BEGIN Material to process

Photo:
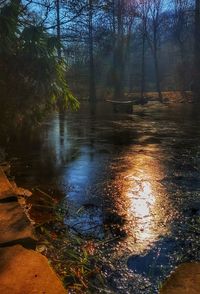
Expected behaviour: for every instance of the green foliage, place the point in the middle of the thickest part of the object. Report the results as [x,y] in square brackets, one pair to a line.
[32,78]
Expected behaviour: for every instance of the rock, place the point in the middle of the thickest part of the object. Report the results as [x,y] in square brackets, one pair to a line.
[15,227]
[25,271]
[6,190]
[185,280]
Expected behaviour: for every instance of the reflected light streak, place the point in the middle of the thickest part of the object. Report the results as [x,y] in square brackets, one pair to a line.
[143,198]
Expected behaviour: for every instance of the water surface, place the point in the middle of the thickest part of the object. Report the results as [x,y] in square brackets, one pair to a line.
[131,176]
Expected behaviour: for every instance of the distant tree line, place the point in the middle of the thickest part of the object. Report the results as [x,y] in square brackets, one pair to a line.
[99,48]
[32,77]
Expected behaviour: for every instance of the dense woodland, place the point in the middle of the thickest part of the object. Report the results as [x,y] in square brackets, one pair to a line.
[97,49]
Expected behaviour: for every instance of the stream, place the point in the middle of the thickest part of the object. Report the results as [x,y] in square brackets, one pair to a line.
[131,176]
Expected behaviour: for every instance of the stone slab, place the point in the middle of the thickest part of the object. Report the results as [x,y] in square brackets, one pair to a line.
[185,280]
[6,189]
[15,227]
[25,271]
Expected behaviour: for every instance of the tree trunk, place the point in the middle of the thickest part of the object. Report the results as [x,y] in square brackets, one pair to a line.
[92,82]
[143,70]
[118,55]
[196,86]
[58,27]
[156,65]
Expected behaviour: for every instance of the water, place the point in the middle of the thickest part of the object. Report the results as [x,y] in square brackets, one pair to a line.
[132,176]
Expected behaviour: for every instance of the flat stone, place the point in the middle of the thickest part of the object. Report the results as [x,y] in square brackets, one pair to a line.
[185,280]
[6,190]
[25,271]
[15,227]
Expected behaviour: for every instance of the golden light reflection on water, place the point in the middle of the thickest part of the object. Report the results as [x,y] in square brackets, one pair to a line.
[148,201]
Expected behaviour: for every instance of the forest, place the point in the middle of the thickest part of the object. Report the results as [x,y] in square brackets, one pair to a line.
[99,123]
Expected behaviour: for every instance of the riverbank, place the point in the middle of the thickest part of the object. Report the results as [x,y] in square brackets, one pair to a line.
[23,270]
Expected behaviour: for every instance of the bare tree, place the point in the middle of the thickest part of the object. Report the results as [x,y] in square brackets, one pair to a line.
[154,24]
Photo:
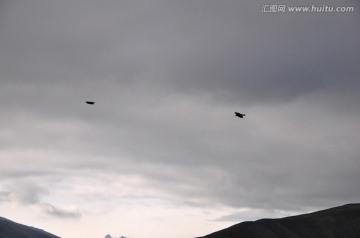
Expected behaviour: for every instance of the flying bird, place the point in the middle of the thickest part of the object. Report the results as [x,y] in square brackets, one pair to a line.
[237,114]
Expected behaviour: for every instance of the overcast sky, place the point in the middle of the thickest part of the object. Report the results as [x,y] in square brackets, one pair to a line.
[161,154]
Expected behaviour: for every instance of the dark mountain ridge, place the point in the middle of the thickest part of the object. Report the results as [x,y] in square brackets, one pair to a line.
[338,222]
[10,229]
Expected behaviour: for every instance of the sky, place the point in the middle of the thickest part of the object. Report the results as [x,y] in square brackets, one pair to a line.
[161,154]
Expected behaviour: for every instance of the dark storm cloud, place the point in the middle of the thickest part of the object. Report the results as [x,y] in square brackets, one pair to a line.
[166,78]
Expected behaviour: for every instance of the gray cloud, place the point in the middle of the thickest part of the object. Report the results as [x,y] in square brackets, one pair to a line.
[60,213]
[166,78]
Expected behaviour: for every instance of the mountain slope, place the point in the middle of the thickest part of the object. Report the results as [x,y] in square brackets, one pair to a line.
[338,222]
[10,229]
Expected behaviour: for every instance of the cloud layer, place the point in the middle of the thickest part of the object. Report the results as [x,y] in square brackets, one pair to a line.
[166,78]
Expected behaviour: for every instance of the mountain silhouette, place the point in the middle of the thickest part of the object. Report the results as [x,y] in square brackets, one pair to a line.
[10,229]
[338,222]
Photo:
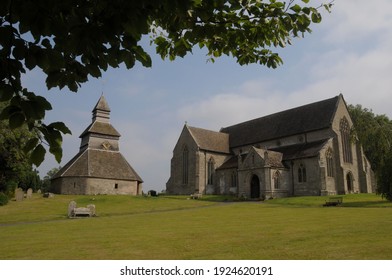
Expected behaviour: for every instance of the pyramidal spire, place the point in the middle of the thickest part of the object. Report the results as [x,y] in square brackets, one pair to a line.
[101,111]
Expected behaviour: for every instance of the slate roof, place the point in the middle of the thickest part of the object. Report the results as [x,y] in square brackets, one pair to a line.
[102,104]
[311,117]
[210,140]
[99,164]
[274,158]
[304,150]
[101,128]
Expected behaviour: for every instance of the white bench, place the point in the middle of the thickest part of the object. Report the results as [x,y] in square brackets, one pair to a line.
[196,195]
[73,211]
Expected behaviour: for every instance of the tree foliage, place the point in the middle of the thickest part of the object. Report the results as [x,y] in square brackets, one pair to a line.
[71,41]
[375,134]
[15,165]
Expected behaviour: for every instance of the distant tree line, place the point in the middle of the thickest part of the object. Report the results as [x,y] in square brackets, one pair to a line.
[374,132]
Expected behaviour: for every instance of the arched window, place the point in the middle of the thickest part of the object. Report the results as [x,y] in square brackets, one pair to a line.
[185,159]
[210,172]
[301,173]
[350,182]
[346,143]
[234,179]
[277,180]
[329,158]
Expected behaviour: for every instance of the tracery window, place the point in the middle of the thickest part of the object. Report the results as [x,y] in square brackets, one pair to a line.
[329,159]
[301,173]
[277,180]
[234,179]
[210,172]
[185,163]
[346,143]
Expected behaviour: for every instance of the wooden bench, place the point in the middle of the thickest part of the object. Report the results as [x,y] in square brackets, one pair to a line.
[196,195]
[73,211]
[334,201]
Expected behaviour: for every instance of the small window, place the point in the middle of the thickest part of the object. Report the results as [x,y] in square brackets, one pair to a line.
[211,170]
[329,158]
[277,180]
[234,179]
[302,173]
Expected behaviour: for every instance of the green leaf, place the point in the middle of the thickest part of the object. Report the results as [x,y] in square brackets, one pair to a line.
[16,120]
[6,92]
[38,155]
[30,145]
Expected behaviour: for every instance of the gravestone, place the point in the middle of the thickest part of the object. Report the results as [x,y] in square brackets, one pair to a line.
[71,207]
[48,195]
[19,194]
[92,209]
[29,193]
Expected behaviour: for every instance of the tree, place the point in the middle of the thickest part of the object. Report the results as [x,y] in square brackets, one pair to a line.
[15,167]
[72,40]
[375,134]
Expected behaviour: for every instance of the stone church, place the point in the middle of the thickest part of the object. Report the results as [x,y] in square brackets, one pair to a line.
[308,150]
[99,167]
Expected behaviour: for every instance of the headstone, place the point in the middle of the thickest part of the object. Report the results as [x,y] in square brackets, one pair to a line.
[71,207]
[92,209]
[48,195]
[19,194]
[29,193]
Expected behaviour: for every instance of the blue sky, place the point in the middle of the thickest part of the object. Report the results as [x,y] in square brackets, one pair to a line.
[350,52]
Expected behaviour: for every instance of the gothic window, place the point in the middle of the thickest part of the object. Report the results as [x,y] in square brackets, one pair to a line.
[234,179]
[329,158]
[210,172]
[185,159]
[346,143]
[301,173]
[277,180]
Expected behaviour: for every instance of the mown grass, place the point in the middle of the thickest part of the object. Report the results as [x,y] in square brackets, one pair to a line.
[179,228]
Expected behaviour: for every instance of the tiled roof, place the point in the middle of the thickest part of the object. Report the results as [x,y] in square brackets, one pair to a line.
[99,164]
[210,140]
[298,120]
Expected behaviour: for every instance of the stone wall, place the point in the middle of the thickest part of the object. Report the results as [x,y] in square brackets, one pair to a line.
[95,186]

END Material to process

Give every entry again as it is, dropping its pictures.

> [Expected output]
Photo:
Expected behaviour: for every instance of the green foliage, place the point in the middle of the thickest part of the object. Report the results as [x,y] in square brackets, one pair to a line.
[32,78]
Expected behaviour: for every instance of the rock, place the point in the middle of the thickest part of the object. Report the results as [x,y] in square brackets, one pair to a line.
[15,227]
[25,271]
[6,190]
[185,280]
Expected behaviour: for every instance of the reflected light streak, place the point in the middle of the thickest part of the object. Report the results as [x,y] in square brackets, one pair to a line.
[143,198]
Expected behaviour: for every instance of the water surface, place the point in the middle of the thickest part of the object. Report the results as [x,y] in square brackets, one pair to a line.
[131,176]
Expected behaviour: for every instance of the distant tree line, place the point in the middle of the thickest part of the object. Report the results as [x,y] in square brackets, one pair to a line.
[99,48]
[32,77]
Expected behaviour: for every instance of the dense woodland, place the point in the middle of the thickest part of the object. Report the results as [x,y] in square brackets, one pair to a line.
[97,49]
Expected behaviour: for every instance of the stream, place the point in the middle of the thickest part of the object. Report the results as [x,y] in square brackets, one pair to a line.
[131,176]
Expected behaviour: for every instance of the stone slab, place the point in the middle of the thickest part of the object. Report the results as [x,y] in square brackets, one pair to a line.
[185,280]
[6,189]
[15,227]
[25,271]
Expected behaviour: for every instance of the tree trunk, place the point in the middle of the thickest part of the object. Report the results as [x,y] in square brackets, one pair to a line.
[92,82]
[143,70]
[118,55]
[196,86]
[58,27]
[156,65]
Expected behaviour: for every instance of the water, place the point in the middle of the thickest part of the object. Report the results as [x,y] in square brackets, one pair to a line.
[132,176]
Expected behaviour: for every instance of the flat stone, place the point in the middle of the thickest part of the object. Report the results as [x,y] in square brackets, one pair to a line.
[185,280]
[6,190]
[25,271]
[15,227]
Expected behaviour: for every instance of the golden light reflection on water, place the point in the middle of the thickest part of the object. Report the results as [x,y] in square brackets, one pair to a line.
[148,201]
Expected behaviour: for every instance of the forest, place the point in the middle of the thickest part of the object. Report the results as [x,y] in square brackets, one pair to a line.
[99,123]
Expected behaviour: for every instance of the riverbank, place the point in the middle of the thickest part of the object. Report the results as [x,y] in square brackets, one pair to a line.
[23,270]
Expected behaviour: for every instance of the bare tree, place the point in the middle of the thickest part of the object. Report the results as [x,y] in square brackets, one pair to a line.
[154,24]
Photo:
Expected behaviour: for every instance of the flying bird, place the point in the middle of the thickest part of the object. Report the results as [x,y] in square brackets, one pair to a line.
[237,114]
Expected behaviour: for every instance of the overcast sky, place the point in the middle of the thickest part of the object. Report the results as [x,y] in square brackets, one pair to a line.
[161,154]
Expected behaviour: for every instance of the dark mountain ridge, place the point in the middle of the thickest part of the object. Report the results as [x,y] in square brackets, one pair to a line.
[338,222]
[10,229]
Expected behaviour: for every instance of the sky, place the point in the middle of the thickest part of the object. Report the results as [x,y] in square brackets, one pair to a line.
[161,154]
Expected behaviour: for every instance of the dark storm cloud, place the point in the middle of the thickest part of the object. Report the results as [x,y] in square brackets, one pair to a line.
[166,78]
Expected behaviour: for every instance of the gray cloud, place the point in the middle of the thickest part of the object. Report the results as [x,y] in square brackets, one pair to a line.
[60,213]
[166,78]
Expected behaviour: for every instance of the mountain slope, place the point in the middle of the thickest part of the object. Report the results as [x,y] in square brackets, one pair to a line.
[338,222]
[10,229]
Expected behaviour: for every instance of the cloud layer, place the point in the middle of the thickest part of the object. Report the results as [x,y] in square brackets, one pair to a line.
[166,78]
Expected behaviour: for every instance of the mountain silhouette, place the point in the middle of the thickest part of the object. Report the results as [x,y] in square brackets, one pair to a line.
[10,229]
[338,222]
Photo:
Expected behaviour: for every instance of the pyramidal spire, place the point in the middle of the thickest part of the object. Report the results as [x,y] in square brackets, one pair to a line.
[101,111]
Expected behaviour: for every instance of the slate roof, place the point in the middle of the thickest part of the object. Report the results as [x,y] in square brackets, one pair to a line.
[102,104]
[311,117]
[210,140]
[99,164]
[274,158]
[304,150]
[101,128]
Expected behaviour: for every instance of the white bench, place the point in the middle of the thickest part of the object. Report the results as [x,y] in square brackets, one pair to a line.
[196,195]
[73,211]
Expected behaviour: for every instance of the tree foliage, place the point in the middle of the thickest part of the object. Report the results as [x,y] in square brackets, one pair to a line.
[71,41]
[375,134]
[15,165]
Expected behaviour: for every instance of the distant tree line, place the point in the middle of the thickest part of the object. Report the results as [x,y] in square brackets, one pair to a line.
[374,132]
Expected behaviour: for every instance of the arched window, place the point in the middle of the thickest part of the object. Report the results as [x,y] in square brackets, one pair to a line.
[185,159]
[210,172]
[301,173]
[350,182]
[346,143]
[234,179]
[277,180]
[329,158]
Expected behaviour: for every instance of the tracery window, place the point in the middle of the thickest part of the object. Report the results as [x,y] in square brackets, one pair to a line.
[329,159]
[301,173]
[277,180]
[234,179]
[210,172]
[185,163]
[346,143]
Expected behaviour: for every instance of the wooden bench, place the point in the middle of the thickest part of the object. Report the results as [x,y] in square brackets, one pair to a line.
[196,195]
[73,211]
[334,201]
Expected behaviour: for every instance of the small window, place the point in the middle of the thickest part of the object. Report the results as [x,y] in square brackets, one pair to a line.
[211,170]
[329,158]
[277,180]
[234,179]
[302,173]
Expected behaviour: for every instance of the green leaf, place the point in the middle of the thickest part of the object. Report the results as [x,y] in square brackets, one pair to a line.
[16,120]
[6,92]
[38,155]
[30,145]
Expected behaviour: for every instance of the gravestone, place the point in the middle of the thickest part of the object. Report the results as [x,y] in square brackets, one pair to a line.
[71,207]
[48,195]
[19,194]
[92,209]
[29,193]
Expected behaviour: for every instance of the tree, place the point in the middle of the thickest part of the object. Report the results as [x,y] in square brackets, one pair to a line.
[15,167]
[72,40]
[375,134]
Expected behaviour: for every instance of the stone church, place the point in the middle of the thickest part of the object. Report the results as [x,y] in square brackets, one pair to a line.
[308,150]
[99,167]
Expected behaviour: for every instance of the headstone, place the point in the middle of the thickest part of the object. Report the results as [x,y] in square brackets, one pair to a line.
[71,207]
[92,209]
[48,195]
[19,194]
[29,193]
Expected behaviour: for every instance of the blue sky, place the point in the middle of the thickest part of the object. Report the results as [x,y] in square brackets, one pair to a line.
[350,52]
Expected behaviour: for every instance of the gothic window, place the point in the middle of the thickest part of the object. Report the results as [x,y] in square brackets, one pair to a line.
[234,179]
[329,158]
[210,172]
[185,159]
[346,143]
[301,173]
[277,180]
Expected behaviour: for every instance of the mown grass, place the point in the middle of the thickest part of the object. Report the results as [x,y] in square brackets, one pair to a line.
[179,228]
Expected behaviour: for every instance of the tiled roof, place the point in the middle of the thickest part of the object. Report the results as [x,y] in square brackets, one pair to a line.
[99,164]
[210,140]
[298,120]
Expected behaviour: for every instance of the stone wall, place the point in the middle of the thickest part of the object. Report the results as [x,y] in square brackets, one pair to a line.
[95,186]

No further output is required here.